__Task 1__. Recast the rows below, from the line containing "Quickstart: invoke segment" through the line containing "segment --target=magnolia tree", as a numbered list that omits blank lines.

Exploring shadows, art with DePaul University Humanities Center

Winter programs examine role of proxies

Portrait of actor Michael Shannon
Stage, television and film actor Michael Shannon will be part of the Humanities Center's Winter 2018 programming. (Photo by Lauren Weissler)
CHICAGO — Acting, art and an investigation into shadows are among discussion topics for the DePaul University Humanities Center’s Winter 2018 programs as it continues to dissect the question of what is “real.”

“Philosophy began with a concern about what is fake and what is real,” said H. Peter Steeves, the center’s director and a philosophy professor. “Socrates told us that we are all residing in a cave looking at shadows of real things, but taking those shadows for reality.”

Greek philosopher Plato figures prominently in two of the four winter programs with lectures based on concepts from his “Allegory of the Cave” in “The Republic.” Other programs include a conversation with Academy Award nominee Michael Shannon, an Indonesian court dance meant to mimic puppets who mimic reality and a look at a religious rite that emulates the Last Supper.

“As always, I hope that our  programs are going to be complicated, intellectually stimulating, yet fun,” Steeves said. “We’ll dissect the real, in hopes of arriving at a true conclusion about all things fake.”

The programs listed below are free and open to the public.

The Biblical Humanities: Holy Ingestions: Sacrificial Bodies, Communion & the Eucharist
Jan. 17
St. Vincent de Paul Parish, 1010 W. Webster Ave.
7-9 p.m. Lectures and performances
9-9:30 p.m. Wine and cheese reception sponsored by St. Vincent de Paul Parish
The Biblical Humanities examines the religious rites that involve eating, including the sacrament of the Eucharist, where consecrated bread and wine are consumed to commemorate the Last Supper. Speakers include:
  • James G. Hart, emeritus professor of religious studies at Indiana University, on the metaphysics of the Eucharist.

__Task 2__. Continue the text on the DePaul University Humanities Center's winter programs from its final sentence.

__Provided information__.
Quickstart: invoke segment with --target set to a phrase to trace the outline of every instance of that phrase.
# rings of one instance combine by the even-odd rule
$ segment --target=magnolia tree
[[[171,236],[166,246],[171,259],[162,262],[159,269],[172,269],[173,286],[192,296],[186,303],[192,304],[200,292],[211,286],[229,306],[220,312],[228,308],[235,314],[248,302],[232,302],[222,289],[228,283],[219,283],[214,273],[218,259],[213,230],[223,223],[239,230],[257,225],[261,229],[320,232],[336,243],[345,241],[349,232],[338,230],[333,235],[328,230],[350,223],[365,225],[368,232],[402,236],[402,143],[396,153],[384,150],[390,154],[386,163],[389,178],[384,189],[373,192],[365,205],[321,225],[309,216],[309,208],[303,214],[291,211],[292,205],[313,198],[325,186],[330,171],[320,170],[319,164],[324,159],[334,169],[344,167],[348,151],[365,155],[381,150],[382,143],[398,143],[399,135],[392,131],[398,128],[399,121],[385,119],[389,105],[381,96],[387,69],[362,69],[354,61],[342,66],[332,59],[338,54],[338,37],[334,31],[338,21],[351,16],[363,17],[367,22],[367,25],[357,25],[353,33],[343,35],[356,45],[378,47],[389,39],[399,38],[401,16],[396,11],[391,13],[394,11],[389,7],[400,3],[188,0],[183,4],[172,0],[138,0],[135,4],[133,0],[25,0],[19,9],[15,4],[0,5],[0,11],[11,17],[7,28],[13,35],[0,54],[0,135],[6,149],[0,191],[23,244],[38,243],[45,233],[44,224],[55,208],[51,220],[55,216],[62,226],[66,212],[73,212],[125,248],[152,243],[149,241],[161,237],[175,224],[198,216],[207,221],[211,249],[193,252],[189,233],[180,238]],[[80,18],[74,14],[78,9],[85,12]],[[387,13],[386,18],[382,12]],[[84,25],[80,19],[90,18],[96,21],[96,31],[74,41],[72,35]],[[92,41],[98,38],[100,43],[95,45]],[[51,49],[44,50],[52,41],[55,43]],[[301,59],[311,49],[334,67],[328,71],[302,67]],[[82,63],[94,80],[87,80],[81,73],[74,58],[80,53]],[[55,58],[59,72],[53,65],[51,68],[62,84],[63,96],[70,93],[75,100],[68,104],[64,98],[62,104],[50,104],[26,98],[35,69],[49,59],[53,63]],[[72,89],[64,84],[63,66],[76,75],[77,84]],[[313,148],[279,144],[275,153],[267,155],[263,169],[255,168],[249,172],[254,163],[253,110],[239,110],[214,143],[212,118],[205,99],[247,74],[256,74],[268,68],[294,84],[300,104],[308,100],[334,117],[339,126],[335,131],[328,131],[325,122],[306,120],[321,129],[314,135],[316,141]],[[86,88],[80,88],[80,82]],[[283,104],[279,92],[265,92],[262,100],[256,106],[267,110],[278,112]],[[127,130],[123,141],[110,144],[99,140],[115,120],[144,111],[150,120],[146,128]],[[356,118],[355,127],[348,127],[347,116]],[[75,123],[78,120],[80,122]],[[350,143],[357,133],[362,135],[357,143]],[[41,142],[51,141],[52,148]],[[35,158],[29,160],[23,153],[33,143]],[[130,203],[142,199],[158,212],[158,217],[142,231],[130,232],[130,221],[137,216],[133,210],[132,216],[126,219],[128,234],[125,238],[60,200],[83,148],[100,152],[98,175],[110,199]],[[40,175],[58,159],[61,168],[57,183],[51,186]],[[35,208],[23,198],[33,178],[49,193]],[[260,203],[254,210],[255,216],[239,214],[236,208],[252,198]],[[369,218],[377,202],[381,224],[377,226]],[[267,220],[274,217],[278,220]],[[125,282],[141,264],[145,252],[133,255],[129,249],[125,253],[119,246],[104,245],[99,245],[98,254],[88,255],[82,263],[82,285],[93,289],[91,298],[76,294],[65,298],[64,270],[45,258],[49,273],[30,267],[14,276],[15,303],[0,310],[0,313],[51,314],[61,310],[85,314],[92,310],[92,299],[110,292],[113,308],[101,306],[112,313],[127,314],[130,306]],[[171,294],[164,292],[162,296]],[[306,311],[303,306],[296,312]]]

* * *

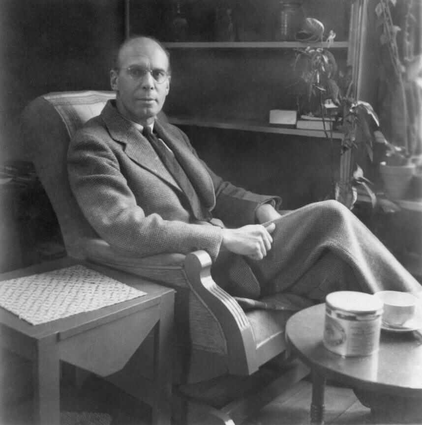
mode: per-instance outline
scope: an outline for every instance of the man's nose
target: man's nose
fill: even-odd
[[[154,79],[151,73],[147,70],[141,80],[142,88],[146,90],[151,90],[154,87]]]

--

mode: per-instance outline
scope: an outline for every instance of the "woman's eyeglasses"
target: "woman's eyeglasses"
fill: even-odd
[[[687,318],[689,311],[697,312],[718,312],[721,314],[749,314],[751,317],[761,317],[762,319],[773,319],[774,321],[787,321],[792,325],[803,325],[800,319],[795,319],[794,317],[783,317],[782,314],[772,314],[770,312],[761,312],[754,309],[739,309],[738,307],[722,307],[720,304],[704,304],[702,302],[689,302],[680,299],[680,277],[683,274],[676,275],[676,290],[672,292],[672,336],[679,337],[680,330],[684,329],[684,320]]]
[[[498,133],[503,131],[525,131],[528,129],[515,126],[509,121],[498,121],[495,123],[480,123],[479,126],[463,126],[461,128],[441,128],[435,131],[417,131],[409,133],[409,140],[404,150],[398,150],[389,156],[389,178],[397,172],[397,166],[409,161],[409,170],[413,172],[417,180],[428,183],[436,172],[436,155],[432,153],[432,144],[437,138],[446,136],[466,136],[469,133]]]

__Expected output 1__.
1. Quickstart: invoke segment with --target set to a phrase to trace the outline of every instance of that phrase.
2. # rings of one instance combine by the even-odd rule
3. $ segment --target=magnolia tree

__Expected output 2__.
  • Anthony Paul Smith, assistant professor of religion at La Salle University, on the politics of practicing the Eucharist.
  • Rachel Briggs, lecturer in anthropology at University of North Carolina, on Native American traditions that connect sacrifice and eating.
  • Robert Beatty, music director at St. Vincent de Paul Parish, will lead musical performances by the church chorale group.
In Conversation with Great Minds: Michael Shannon
Jan. 29
DePaul Student Center, Room 120,  2250 N. Sheffield Ave.
6-8 p.m. Screening of “Take Shelter”
8-9 p.m. Conversation with Michael Shannon
Michael Shannon, whose father taught accounting at DePaul, talks with Humanities Center director H. Peter Steeves about his acting career which has spanned the stage (“Bug”), television (“Empire Boardwalk”) and film (“Nocturnal Animals”). Shannon has been nominated for Tony and Academy awards and won a Screen Actors Guild Award for his role in “Boardwalk Empire.” The evening will include a screening of “Take Shelter,” a psychological thriller starring Shannon as a father questioning reality.

Fake 2: Shadows
Feb. 7
DePaul Student Center, Room 120, 2250 N. Sheffield Ave.
6:30-7 p.m. Interactive “Gallery of Shadows” art and science exhibit
7-9 p.m. Performances and lectures
The art and science of shadows are the subjects of interactive exhibits in this session that examines what it means to be in the light, or to be enlightened. Speakers include:
  • Michael Naas, professor of philosophy at DePaul, presenting a lecture on Plato’s “Allegory of the Cave.”
  • Danielle Meijer performing a Javanese “shadow puppet” court dance.
  • Blair Thomas performing shadow puppet poetry.
  • Alice Maurice, associate professor of American literature and cinema studies at University of Toronto, on how shadows relate to cinema.
  • Shawn Wallace performing shadow-themed songs from the American jazz songbook.
Fake 3: Plato's Nightmare: The Real, the Fake, and the World of Art
March 5
DePaul Student Center, Room 120, 2250 N. Sheffield Ave.
5:30-7 p.m. Screening of “F for Fake” and pre-show gallery of original artwork by such artists as “Cézanne.”
7-9 p.m. Lectures and performances
Does art lie? That is the theme of this program that begins with a look at art forgeries and a screening of Orson Welles' documentary “F for Fake,” and concludes with a discussion on whether an actor’s portrayal of emotion is the same as real emotion. Speakers include:
  • Catherine Benamou, associate professor of film and media studies at University of California at Irvine, on “F for Fake” by Orson Welles.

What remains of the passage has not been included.